Short problem ▸ Repeat exactly the lines from the line containing "Call locate_point to put a point on the nissan" to the last line of the listing, including both.
-------- Data for processing
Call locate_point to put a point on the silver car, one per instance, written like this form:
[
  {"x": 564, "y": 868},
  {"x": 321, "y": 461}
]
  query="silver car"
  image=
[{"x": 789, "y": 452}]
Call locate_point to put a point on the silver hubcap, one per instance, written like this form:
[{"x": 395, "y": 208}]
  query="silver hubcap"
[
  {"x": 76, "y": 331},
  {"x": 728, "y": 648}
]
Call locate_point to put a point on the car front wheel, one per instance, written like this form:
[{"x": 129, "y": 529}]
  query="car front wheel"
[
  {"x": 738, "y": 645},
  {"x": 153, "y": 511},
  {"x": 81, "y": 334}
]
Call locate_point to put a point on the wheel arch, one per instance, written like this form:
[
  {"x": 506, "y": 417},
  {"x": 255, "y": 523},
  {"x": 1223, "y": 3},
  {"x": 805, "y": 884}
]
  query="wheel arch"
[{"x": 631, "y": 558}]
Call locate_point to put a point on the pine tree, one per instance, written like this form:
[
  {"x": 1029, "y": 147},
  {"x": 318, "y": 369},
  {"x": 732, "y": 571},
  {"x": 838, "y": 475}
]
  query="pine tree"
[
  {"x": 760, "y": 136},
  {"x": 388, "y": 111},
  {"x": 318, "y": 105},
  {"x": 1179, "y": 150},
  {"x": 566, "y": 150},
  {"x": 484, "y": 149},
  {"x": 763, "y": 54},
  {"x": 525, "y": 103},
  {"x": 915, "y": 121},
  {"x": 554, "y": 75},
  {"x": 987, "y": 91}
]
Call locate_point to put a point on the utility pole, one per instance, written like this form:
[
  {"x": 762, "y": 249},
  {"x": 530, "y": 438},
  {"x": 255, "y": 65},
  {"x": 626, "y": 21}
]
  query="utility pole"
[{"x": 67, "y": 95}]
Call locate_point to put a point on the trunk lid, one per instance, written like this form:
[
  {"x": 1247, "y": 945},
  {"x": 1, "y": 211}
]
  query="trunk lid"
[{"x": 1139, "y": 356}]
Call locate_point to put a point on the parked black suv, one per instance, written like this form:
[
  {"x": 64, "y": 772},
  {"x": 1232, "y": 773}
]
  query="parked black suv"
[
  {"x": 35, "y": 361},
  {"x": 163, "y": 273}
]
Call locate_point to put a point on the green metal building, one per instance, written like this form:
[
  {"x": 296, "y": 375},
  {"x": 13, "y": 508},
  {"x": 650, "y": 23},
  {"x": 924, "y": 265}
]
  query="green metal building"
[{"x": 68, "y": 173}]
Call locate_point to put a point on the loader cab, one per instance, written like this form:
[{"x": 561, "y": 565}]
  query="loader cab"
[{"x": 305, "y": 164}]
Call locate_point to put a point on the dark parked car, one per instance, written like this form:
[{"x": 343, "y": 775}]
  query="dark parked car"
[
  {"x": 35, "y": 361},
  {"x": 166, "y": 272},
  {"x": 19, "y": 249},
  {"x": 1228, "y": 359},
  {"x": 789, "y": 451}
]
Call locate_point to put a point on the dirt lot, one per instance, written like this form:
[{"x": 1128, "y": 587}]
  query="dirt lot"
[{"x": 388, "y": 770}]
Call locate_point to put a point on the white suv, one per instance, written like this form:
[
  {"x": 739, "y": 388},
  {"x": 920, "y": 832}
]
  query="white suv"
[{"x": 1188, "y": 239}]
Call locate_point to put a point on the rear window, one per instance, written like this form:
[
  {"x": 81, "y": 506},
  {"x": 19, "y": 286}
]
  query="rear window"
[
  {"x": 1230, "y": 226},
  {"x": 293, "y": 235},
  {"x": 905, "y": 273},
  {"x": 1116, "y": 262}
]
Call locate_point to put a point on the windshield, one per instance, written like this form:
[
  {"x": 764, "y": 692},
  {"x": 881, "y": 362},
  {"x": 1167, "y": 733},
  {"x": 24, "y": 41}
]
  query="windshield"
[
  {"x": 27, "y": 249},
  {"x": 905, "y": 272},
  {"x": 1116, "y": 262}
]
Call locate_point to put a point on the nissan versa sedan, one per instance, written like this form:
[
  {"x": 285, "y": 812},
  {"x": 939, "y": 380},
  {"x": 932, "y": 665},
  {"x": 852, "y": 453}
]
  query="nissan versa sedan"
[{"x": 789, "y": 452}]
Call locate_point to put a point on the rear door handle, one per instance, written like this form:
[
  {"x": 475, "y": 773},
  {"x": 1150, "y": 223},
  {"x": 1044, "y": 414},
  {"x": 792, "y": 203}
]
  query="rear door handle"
----------------
Answer to this exercise ▸
Call locate_point to put a point on the nissan versa sedan, one per instance, written like this form:
[
  {"x": 285, "y": 812},
  {"x": 939, "y": 380},
  {"x": 932, "y": 665},
  {"x": 852, "y": 453}
]
  query="nissan versa sedan"
[{"x": 789, "y": 452}]
Call locate_point to put a point on the rear door handle, one per instance, written like this form:
[
  {"x": 475, "y": 773},
  {"x": 1150, "y": 223},
  {"x": 1044, "y": 414},
  {"x": 792, "y": 203}
]
  query="rear door handle"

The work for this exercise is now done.